EXERCISE REQUIREMENTS: Please set down word for word the part of the Titans–Jaguars game report starting at "It was the kind of game" and ending at "play but lost.".

It was the kind of game on which the Titans have built their dominance over the Jaguars. The Titans out-rushed the Jaguars, 133-54. The Titans nearly doubled the Jaguars in time of possession, 39:14 to 20:46. The Titans won the turnover battle, three to one.
Rookie quarterback Byron Leftwich suffered through his worst performance of his four-start career. Leftwich was 15 of 28 for 158 yards, one touchdown, three interceptions and a 42.6 passer rating.
One of his interceptions was the result of Titans cornerback Andre Dyson muscling the ball out of Jimmy Smith's hands, and that led to a touchdown that staked the Titans to a 17-3 lead in the second quarter. Del Rio challenged the play but lost.
Leftwich's second interception, in the third quarter, was the result of being sandwiched by Jevon Kearse and Kevin Carter. The ball was knocked out of Leftwich's right hand and into the hands of defensive lineman Robaire Smith, who returned it 43 yards to the Jaguars seven-yard line. Three plays later, George scored from the one and the Titans had a 27-10 lead.
The Jaguars quarterback's final interception toss was the result of a desperation end zone heave into heavy coverage. It was the kind of pass expected of a rookie.
"It wasn't enough to win," Del Rio said when asked to describe Leftwich's performance.
David Garrard replaced Leftwich at mop-up time and directed the Jaguars 86 yards in 12 plays, finding rookie tight end George Wrighster for a five-yard touchdown pass. Del Rio said, "I wanted to give David a chance."
Del Rio also said he wasn't looking for positives to take from the game. "I'm thinking about correcting the negatives," he said, and the negatives are clearly reflected by the final stats.
Fred Taylor carried the ball only nine times, as the Titans' early lead forced the Jaguars out of the ball-control gameplan they wanted to execute. That has become the Titans' trademark strategy this season. They have repeatedly taken early leads and forced their opponents to abandon the run.
"This game, regardless of who is playing and who is coaching, is obviously determined by turnovers and I think that was difference in the ballgame. It was a game where we needed contributions from all three phases: offense, defense and special teams. We got that. To our surprise, we ran the ball more effectively than we thought," Titans coach Jeff Fisher said.

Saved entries

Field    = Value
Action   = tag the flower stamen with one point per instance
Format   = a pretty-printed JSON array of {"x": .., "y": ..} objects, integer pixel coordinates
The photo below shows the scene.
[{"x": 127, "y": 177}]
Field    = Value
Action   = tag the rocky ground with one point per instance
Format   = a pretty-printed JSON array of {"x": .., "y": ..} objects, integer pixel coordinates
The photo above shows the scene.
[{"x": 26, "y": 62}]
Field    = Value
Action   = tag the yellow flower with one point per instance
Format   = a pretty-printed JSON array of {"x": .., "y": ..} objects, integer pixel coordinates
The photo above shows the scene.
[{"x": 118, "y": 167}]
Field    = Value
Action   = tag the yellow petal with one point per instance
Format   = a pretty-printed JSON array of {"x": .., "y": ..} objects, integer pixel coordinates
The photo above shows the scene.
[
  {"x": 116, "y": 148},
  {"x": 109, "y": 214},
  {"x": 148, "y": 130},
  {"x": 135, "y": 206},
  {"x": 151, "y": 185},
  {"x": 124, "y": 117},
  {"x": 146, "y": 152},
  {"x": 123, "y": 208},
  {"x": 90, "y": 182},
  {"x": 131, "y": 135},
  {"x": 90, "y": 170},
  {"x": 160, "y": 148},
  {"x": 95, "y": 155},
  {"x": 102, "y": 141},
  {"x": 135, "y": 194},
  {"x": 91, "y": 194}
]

EXERCISE RESPONSE:
It was the kind of game on which the Titans have built their dominance over the Jaguars. The Titans out-rushed the Jaguars, 133-54. The Titans nearly doubled the Jaguars in time of possession, 39:14 to 20:46. The Titans won the turnover battle, three to one.
Rookie quarterback Byron Leftwich suffered through his worst performance of his four-start career. Leftwich was 15 of 28 for 158 yards, one touchdown, three interceptions and a 42.6 passer rating.
One of his interceptions was the result of Titans cornerback Andre Dyson muscling the ball out of Jimmy Smith's hands, and that led to a touchdown that staked the Titans to a 17-3 lead in the second quarter. Del Rio challenged the play but lost.